[Directions for this task]
Reproduce every one of the following entries line for line, without any changes.
########
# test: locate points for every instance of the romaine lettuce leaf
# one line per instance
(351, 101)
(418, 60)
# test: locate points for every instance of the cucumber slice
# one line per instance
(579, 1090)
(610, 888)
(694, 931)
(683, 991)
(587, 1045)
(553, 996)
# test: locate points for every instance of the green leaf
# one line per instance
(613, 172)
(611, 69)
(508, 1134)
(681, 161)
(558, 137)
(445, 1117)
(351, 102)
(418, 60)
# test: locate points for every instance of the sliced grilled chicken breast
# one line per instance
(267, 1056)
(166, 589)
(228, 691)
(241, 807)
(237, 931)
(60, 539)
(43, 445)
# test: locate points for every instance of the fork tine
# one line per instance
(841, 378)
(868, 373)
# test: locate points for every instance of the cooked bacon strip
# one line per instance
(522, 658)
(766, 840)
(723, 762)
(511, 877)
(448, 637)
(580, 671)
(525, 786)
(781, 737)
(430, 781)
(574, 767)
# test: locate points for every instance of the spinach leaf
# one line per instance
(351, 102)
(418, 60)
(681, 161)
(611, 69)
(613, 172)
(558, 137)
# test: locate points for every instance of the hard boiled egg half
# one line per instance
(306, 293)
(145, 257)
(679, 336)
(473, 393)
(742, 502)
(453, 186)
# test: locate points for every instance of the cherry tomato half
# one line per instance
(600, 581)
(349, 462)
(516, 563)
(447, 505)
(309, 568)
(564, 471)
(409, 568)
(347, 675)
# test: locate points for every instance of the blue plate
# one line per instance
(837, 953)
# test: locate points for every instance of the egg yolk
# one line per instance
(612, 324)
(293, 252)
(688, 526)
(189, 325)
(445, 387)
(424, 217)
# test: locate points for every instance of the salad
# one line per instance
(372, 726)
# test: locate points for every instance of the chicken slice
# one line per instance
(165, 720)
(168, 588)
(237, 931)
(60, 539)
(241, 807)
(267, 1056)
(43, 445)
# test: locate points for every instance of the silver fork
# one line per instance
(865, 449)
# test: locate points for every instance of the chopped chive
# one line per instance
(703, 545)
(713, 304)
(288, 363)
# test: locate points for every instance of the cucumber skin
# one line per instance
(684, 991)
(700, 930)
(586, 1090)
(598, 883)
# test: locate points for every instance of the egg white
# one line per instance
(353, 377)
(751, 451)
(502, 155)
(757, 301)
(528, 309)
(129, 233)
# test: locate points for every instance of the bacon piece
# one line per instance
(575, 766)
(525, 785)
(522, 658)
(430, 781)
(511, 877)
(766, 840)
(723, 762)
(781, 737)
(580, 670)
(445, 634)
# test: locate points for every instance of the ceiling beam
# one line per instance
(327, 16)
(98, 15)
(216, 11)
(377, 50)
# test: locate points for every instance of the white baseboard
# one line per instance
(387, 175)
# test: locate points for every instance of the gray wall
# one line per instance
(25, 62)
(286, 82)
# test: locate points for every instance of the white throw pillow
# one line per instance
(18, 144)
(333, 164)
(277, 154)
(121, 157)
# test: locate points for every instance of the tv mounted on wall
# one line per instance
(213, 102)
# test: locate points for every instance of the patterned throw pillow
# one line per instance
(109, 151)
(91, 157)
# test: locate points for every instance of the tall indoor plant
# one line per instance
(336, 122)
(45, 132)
########
[Output for this task]
# test: locate points for every instance of the romaine lettuce leaf
# one line per instance
(351, 101)
(418, 60)
# test: locate points for every instance of the cucumber slice
# one line per instance
(579, 1090)
(610, 888)
(694, 931)
(683, 991)
(587, 1045)
(553, 996)
# test: locate points for every instance of the green leaf
# one line per instance
(613, 172)
(611, 69)
(508, 1134)
(681, 161)
(558, 137)
(445, 1117)
(351, 102)
(418, 60)
# test: locate points for every instance of the sliced grilled chicken breast
# one line per instance
(267, 1056)
(166, 589)
(228, 691)
(241, 807)
(237, 931)
(60, 539)
(43, 445)
# test: locate points for every instance of the fork tine
# one line per instance
(841, 378)
(868, 373)
# test: locate points for every instance of the cooked bacon strip
# one line per instance
(522, 658)
(766, 840)
(723, 762)
(511, 877)
(448, 637)
(580, 671)
(525, 786)
(781, 737)
(430, 781)
(574, 767)
# test: locate points for every instance of the spinach leaf
# one line per instance
(351, 102)
(418, 60)
(681, 161)
(611, 69)
(613, 172)
(558, 137)
# test: locate points for every instance of the hard boiled egg half
# one line per instance
(306, 293)
(145, 257)
(679, 336)
(473, 393)
(742, 502)
(453, 186)
# test: locate points for every instance of the cherry tomato half
# one line per instance
(600, 581)
(349, 462)
(516, 563)
(447, 505)
(309, 568)
(564, 471)
(409, 568)
(347, 675)
# test: locate points for every instance of the blue plate
# one line per instance
(837, 953)
# test: locate points for every instance of the egg yolk
# one line per instance
(612, 324)
(293, 252)
(688, 526)
(189, 325)
(445, 387)
(424, 217)
# test: locate points for every instance of the salad
# one line per instance
(372, 726)
# test: locate points for every instance of the chicken slice
# one line per instance
(165, 720)
(168, 588)
(237, 931)
(60, 539)
(241, 807)
(267, 1056)
(43, 445)
# test: locate points for every instance of the silver fork
# one line per instance
(865, 449)
# test: locate points for every instance of the chopped chive
# one line per instance
(703, 545)
(713, 304)
(288, 363)
# test: locate points for every instance of the cucumber skin
# one line per instance
(684, 991)
(700, 930)
(586, 1090)
(598, 883)
# test: locate points for every instance of the egg white
# one line per instance
(353, 377)
(751, 451)
(502, 155)
(757, 301)
(528, 309)
(129, 233)
# test: locate points for every instance of the bacon piece
# one line per instance
(575, 766)
(525, 785)
(522, 658)
(430, 781)
(511, 877)
(766, 840)
(723, 762)
(781, 737)
(580, 670)
(445, 634)
# test: locate points for every instance of the ceiling beam
# one line per instance
(327, 16)
(98, 15)
(216, 11)
(377, 50)
# test: locate points for every instance of the white baseboard
# one line per instance
(387, 175)
# test: locate points for every instance of the gray wall
# one line per instance
(25, 62)
(286, 82)
# test: locate points for every instance of the white throw pillow
# one line per instance
(18, 144)
(333, 164)
(277, 154)
(121, 157)
# test: locate points for every instance of the tv mounted on wall
# one line per instance
(213, 102)
# test: locate points for every instance of the patterned throw pillow
# one line per instance
(109, 151)
(91, 157)
# test: locate points for every instance of the tall indoor plant
# one line per instance
(336, 122)
(45, 132)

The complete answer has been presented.